The problem: Once you reach the line containing "Class: cluster of red fruit", copy it and every line after it exactly, through the end of the data below.

** Records supplied follows **

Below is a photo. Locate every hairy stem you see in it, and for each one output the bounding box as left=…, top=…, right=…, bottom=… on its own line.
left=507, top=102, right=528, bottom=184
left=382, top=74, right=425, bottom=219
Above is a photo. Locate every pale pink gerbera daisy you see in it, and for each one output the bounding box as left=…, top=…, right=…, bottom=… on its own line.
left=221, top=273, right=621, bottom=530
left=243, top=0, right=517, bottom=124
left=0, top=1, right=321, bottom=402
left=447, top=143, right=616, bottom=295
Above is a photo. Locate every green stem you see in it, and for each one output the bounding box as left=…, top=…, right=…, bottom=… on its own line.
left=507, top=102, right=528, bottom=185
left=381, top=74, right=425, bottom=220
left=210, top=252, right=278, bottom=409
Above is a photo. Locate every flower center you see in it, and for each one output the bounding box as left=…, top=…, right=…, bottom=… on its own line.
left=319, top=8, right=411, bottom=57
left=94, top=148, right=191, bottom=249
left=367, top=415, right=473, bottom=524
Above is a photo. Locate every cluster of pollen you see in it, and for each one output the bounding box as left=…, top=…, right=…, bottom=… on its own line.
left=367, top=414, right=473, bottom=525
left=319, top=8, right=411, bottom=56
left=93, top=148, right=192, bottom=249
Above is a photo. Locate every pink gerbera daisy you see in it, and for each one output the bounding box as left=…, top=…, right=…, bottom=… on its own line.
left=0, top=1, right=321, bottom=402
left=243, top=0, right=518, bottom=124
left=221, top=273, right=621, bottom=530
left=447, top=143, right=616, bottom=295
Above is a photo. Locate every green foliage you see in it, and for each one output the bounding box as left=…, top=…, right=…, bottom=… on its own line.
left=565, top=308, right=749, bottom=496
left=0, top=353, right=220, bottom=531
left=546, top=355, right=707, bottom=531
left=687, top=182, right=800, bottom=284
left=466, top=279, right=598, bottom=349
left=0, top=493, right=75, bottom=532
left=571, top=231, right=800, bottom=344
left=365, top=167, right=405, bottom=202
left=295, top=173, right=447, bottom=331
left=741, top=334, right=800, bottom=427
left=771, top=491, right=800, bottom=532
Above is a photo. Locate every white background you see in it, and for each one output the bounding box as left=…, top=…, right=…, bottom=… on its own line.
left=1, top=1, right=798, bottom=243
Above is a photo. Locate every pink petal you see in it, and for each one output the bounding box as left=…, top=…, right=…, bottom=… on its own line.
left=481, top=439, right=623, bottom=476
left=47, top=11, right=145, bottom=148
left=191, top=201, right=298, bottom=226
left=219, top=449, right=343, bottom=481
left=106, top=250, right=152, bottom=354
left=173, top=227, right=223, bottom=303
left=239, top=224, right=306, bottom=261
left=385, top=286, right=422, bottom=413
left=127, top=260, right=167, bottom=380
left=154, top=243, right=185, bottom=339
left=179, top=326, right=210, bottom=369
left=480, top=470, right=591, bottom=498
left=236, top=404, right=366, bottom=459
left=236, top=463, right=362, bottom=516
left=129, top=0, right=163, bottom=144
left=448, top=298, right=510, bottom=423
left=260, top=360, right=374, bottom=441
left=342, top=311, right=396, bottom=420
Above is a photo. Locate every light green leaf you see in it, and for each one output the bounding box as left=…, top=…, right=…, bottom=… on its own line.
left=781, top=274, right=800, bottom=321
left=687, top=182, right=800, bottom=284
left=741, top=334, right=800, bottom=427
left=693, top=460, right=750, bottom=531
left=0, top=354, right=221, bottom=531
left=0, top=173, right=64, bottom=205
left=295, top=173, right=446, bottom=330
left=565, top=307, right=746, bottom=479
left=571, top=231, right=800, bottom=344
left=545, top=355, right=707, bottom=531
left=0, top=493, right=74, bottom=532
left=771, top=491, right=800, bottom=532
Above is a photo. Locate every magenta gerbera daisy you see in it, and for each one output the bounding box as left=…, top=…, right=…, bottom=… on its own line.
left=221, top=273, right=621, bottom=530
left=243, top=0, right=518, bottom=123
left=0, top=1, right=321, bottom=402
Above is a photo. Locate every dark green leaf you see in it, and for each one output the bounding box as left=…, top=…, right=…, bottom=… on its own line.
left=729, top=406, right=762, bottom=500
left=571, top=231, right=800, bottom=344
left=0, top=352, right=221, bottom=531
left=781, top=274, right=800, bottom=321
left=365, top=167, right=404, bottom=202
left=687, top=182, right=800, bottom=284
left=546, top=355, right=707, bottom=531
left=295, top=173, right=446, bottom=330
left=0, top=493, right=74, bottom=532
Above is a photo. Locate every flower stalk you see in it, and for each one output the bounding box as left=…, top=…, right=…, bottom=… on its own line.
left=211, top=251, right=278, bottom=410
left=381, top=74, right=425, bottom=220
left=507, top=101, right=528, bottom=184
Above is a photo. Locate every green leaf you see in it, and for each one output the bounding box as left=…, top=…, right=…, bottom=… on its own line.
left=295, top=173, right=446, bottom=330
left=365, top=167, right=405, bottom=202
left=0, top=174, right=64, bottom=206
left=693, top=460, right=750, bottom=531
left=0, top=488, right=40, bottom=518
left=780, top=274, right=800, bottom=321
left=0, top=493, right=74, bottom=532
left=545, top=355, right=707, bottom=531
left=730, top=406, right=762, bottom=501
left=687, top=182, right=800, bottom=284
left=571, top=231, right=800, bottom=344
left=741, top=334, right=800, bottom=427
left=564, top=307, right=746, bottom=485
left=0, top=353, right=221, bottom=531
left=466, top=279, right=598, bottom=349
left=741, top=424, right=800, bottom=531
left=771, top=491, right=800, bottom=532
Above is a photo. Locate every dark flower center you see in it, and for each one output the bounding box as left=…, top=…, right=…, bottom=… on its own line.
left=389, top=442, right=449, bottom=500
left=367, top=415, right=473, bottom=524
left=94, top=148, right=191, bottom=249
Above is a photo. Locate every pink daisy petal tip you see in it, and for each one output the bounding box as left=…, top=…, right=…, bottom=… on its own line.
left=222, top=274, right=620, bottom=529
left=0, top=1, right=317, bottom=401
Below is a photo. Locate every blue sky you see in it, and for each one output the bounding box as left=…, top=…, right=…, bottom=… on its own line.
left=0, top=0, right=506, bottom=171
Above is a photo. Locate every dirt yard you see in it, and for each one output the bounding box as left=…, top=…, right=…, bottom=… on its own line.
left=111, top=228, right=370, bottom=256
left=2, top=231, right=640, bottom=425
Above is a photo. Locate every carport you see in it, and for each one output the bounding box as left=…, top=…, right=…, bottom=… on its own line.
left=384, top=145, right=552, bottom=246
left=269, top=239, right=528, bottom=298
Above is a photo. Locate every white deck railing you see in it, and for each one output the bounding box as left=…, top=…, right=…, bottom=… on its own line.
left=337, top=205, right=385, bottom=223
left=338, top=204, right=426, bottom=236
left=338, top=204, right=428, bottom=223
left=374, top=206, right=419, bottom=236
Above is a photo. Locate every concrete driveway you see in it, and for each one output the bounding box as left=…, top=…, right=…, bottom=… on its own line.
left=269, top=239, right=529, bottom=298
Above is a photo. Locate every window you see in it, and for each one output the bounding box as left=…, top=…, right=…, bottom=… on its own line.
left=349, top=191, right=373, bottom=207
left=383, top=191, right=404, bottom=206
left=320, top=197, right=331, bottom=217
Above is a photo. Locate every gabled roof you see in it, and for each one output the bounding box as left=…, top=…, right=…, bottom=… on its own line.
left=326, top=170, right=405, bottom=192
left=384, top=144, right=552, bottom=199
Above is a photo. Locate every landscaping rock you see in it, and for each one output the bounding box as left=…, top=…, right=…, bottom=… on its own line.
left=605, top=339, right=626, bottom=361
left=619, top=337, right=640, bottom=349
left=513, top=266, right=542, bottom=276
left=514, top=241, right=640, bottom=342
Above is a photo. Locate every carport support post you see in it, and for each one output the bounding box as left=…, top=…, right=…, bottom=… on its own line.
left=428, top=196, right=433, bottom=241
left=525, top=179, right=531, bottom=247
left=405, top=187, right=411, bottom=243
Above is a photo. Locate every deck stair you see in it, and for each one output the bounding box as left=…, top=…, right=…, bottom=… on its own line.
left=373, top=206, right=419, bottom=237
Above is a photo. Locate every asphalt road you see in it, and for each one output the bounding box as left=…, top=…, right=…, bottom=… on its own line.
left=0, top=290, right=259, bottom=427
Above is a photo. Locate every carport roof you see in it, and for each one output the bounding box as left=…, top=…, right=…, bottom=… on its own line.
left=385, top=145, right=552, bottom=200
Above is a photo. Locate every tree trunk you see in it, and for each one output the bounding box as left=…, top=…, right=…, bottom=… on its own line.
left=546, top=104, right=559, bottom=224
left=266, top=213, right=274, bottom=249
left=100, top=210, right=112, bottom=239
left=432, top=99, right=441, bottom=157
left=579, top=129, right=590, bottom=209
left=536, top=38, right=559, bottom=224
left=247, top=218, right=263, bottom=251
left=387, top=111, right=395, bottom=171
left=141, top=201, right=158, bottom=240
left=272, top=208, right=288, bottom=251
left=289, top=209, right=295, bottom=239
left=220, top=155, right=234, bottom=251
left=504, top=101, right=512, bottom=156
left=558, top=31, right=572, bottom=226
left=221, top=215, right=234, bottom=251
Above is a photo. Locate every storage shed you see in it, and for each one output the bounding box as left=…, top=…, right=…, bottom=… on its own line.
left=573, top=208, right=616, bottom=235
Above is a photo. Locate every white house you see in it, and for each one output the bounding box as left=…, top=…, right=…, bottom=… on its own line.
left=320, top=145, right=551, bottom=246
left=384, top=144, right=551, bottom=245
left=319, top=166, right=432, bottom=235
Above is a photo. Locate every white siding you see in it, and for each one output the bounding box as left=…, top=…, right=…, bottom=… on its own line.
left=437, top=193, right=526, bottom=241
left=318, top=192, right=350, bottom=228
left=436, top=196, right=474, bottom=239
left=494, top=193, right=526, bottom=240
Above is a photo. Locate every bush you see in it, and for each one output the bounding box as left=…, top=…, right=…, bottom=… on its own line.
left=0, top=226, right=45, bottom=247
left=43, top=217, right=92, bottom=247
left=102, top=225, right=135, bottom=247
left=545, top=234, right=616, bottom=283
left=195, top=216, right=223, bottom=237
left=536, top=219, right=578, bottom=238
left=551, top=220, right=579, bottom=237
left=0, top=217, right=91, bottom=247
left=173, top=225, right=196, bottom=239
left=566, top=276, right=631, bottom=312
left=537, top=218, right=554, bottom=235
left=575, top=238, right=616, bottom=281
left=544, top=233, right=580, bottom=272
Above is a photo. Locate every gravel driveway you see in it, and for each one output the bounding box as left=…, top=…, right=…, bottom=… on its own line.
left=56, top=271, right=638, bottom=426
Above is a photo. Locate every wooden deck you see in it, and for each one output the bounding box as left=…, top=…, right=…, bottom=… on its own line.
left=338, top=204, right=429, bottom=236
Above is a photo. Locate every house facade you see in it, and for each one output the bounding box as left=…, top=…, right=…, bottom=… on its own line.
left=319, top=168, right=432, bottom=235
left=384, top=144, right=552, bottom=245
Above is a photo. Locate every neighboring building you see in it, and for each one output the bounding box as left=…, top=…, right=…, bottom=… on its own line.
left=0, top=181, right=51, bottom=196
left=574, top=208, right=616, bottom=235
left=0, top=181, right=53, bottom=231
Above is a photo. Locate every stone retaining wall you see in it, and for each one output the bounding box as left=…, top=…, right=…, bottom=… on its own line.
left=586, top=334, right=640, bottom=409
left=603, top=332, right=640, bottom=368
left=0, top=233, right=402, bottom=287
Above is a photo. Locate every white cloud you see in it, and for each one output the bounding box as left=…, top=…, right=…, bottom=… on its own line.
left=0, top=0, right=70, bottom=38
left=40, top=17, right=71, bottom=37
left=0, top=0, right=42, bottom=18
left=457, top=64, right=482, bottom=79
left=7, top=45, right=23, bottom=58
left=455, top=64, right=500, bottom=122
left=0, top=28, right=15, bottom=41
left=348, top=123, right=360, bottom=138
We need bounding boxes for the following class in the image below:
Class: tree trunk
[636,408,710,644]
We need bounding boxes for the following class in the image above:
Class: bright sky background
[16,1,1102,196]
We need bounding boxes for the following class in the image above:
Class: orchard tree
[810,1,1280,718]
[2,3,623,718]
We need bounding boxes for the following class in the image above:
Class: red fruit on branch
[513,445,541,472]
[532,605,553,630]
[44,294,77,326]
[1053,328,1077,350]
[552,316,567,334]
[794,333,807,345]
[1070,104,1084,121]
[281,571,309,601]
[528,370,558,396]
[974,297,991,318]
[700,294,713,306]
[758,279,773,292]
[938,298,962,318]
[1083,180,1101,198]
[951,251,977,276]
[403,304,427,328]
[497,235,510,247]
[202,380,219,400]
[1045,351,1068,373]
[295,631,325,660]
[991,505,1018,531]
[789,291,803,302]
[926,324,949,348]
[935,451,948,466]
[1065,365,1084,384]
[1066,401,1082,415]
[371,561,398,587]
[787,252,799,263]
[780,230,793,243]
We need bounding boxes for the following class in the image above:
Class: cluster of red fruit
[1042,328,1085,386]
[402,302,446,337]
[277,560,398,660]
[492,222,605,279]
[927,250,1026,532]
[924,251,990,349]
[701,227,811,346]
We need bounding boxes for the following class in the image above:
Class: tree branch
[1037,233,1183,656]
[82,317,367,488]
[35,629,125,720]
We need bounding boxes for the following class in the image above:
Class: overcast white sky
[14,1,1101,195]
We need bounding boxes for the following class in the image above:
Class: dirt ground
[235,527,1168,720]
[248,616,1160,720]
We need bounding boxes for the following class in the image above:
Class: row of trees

** End of Records supplied **

Your solution:
Class: cluster of red fruit
[1042,328,1085,386]
[402,302,446,337]
[277,560,398,660]
[492,222,605,279]
[927,250,1026,532]
[924,251,990,349]
[701,227,811,346]
We need bounding boxes for the following class in the image above:
Class: tree branch
[1037,233,1183,656]
[82,317,367,488]
[35,629,125,720]
We need bounding boxes for the following class in the image above:
Class: overcast white sky
[14,1,1101,195]
We need bounding boxes for the following class in the image above:
Class: dirt ground
[235,527,1168,720]
[248,616,1160,720]
We need bounding boxes for the following class in the image above:
Class: row of trees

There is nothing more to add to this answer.